**WRITTEN TASK:**
Reproduce without alteration the part of the records that opens with the line containing "the castle wall." and closes with the line containing "[[222, 169], [408, 193]]".

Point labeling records
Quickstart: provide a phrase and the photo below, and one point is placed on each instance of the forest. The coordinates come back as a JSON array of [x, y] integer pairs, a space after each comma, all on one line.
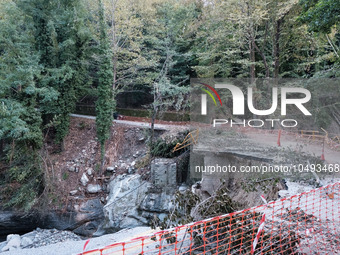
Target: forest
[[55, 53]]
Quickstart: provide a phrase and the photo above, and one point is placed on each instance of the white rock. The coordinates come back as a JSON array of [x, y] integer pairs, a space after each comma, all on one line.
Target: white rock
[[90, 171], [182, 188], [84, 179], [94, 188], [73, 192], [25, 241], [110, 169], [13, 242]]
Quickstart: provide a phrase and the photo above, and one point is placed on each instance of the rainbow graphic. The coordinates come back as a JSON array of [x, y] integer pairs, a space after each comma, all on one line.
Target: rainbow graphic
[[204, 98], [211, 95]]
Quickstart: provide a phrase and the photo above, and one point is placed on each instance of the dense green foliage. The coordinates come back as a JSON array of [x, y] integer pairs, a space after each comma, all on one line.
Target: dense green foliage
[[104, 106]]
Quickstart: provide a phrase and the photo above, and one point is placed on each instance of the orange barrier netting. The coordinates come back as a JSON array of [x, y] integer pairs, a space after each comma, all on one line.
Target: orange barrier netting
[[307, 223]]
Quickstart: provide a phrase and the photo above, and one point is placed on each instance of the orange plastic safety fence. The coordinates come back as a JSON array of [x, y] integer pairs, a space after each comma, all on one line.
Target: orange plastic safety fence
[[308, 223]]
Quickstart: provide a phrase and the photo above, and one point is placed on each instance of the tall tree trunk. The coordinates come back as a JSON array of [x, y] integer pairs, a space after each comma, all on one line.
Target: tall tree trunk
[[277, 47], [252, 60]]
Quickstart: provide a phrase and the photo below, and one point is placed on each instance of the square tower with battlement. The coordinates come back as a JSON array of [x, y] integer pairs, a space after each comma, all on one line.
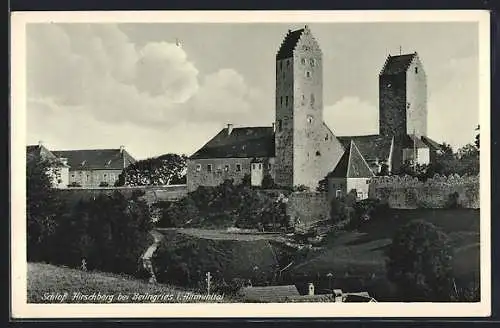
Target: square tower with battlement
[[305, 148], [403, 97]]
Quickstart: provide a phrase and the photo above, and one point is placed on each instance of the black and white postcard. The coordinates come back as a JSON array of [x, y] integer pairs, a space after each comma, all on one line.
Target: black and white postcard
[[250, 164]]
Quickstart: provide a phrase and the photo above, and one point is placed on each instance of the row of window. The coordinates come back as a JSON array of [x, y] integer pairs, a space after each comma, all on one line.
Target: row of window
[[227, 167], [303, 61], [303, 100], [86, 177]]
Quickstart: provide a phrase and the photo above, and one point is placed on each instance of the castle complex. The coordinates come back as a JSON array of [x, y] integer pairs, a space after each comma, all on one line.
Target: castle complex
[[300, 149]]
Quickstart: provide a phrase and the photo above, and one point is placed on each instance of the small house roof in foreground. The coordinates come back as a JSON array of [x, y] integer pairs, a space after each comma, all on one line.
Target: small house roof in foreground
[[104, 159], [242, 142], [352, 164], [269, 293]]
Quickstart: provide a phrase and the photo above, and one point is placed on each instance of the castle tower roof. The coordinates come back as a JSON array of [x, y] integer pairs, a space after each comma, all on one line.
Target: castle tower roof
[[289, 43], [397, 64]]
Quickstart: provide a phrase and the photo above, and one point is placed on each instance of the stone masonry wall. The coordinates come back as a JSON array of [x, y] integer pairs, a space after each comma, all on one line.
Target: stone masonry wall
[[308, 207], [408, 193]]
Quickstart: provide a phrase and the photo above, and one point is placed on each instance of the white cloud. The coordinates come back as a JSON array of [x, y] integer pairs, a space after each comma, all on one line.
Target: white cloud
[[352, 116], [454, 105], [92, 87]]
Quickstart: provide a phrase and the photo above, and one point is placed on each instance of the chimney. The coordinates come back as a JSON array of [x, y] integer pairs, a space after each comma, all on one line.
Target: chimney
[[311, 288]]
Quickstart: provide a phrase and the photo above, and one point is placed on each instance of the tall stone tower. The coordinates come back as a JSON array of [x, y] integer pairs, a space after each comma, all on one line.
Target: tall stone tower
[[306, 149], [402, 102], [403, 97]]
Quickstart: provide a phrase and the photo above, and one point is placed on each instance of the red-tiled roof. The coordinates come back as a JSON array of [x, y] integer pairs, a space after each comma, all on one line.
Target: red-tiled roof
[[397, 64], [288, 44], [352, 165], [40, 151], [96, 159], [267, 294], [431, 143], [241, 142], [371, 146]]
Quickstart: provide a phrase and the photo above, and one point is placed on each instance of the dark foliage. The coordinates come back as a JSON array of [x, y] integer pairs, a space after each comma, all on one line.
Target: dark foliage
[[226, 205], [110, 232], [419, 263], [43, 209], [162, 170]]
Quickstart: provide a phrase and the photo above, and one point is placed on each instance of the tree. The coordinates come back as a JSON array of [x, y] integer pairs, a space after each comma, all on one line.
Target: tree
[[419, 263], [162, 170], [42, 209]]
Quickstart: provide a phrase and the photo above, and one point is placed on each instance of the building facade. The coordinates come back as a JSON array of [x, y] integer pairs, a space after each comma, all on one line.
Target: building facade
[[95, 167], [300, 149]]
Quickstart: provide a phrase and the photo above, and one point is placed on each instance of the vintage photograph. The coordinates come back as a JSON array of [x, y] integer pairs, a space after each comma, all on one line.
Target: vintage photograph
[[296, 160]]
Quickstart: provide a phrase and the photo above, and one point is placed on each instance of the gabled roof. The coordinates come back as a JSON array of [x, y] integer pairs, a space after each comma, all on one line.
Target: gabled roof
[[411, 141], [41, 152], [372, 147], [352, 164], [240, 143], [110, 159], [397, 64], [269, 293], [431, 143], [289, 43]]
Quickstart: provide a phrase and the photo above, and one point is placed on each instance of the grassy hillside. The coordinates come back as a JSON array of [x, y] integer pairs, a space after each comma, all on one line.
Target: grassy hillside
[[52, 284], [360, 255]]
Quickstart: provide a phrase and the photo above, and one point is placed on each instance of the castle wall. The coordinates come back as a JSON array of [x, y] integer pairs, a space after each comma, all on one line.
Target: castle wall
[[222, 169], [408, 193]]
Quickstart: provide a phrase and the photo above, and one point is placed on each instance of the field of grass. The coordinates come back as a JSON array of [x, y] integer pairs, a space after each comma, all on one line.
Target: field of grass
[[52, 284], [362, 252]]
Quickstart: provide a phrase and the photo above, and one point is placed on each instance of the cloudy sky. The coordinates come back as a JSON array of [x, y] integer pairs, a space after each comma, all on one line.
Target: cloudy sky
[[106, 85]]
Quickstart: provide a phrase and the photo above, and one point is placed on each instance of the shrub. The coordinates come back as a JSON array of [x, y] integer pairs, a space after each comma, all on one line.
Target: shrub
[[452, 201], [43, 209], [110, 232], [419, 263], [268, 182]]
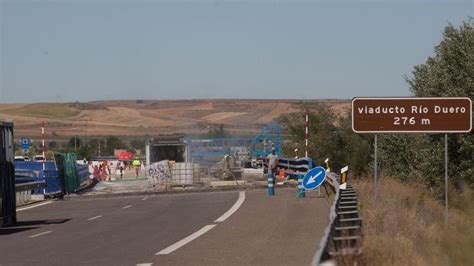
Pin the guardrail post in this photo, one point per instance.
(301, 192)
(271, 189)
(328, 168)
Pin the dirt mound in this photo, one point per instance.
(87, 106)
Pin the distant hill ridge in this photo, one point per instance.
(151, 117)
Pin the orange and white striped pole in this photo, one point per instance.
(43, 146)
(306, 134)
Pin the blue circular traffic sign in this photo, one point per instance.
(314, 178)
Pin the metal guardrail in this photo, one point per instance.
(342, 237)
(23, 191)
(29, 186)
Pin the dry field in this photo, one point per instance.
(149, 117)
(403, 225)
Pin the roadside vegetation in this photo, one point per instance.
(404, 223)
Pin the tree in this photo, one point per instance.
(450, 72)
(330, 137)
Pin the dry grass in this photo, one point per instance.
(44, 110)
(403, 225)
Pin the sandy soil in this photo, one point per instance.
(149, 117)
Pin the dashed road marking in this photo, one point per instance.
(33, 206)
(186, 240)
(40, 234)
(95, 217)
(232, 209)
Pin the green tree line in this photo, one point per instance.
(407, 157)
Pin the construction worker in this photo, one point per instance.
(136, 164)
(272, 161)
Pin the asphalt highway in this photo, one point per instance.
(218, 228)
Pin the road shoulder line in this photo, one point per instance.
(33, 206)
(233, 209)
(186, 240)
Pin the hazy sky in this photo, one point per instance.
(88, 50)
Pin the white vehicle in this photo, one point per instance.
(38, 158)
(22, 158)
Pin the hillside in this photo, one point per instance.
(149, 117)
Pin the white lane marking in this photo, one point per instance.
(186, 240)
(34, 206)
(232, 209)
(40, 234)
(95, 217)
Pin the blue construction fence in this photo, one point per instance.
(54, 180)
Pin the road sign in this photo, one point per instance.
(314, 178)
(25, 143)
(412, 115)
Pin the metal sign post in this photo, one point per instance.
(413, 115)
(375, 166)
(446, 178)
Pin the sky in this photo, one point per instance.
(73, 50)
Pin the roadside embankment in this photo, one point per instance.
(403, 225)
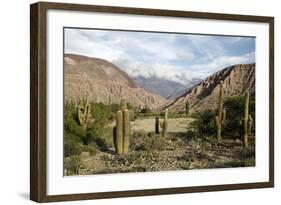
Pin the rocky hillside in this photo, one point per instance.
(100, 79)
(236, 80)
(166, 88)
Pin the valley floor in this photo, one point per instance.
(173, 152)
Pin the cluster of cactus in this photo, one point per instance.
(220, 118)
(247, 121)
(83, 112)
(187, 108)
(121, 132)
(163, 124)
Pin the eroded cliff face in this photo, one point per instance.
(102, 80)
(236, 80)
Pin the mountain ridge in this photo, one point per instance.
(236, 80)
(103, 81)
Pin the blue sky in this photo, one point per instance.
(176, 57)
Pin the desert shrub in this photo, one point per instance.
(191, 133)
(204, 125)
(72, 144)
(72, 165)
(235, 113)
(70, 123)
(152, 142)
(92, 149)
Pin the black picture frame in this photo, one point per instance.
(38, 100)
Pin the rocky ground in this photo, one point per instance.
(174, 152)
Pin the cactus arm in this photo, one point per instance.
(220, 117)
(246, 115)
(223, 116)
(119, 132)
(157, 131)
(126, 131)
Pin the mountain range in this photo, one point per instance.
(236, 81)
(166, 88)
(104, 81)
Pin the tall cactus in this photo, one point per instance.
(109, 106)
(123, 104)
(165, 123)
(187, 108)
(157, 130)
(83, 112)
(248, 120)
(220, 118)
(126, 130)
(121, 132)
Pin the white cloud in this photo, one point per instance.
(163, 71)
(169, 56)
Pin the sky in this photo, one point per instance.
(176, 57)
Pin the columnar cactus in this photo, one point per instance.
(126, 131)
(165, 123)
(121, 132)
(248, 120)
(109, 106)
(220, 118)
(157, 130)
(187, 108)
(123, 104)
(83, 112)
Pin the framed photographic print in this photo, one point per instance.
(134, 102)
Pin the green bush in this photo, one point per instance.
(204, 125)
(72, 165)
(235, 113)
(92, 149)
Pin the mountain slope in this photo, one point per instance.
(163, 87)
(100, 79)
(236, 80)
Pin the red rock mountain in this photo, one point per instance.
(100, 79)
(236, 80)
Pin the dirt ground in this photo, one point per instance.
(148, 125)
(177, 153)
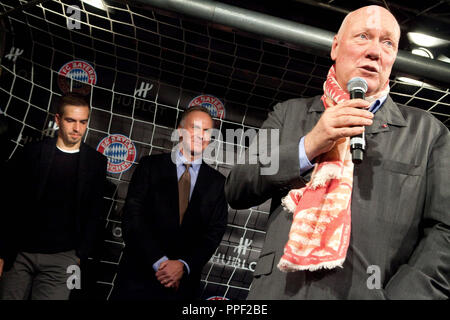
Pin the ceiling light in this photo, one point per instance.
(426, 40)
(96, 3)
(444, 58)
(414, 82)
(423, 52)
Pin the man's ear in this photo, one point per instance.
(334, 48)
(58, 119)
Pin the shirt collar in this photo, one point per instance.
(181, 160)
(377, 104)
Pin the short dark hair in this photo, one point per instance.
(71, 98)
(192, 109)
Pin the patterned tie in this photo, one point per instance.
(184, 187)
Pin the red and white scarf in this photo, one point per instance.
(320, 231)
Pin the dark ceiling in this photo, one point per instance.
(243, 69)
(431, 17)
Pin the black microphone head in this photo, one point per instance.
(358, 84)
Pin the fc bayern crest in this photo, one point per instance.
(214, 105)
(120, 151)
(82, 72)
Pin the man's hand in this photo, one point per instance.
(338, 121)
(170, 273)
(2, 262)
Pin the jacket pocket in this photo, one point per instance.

**EXERCISE ANSWER:**
Quickstart: provide a phrase and the photo above, and one point is placed on each instance of the castle wall. The coordinates come back as a JSON array of [x, y] integer pairs, a space after each comma, all on one line.
Target: castle wall
[[222, 169], [408, 193]]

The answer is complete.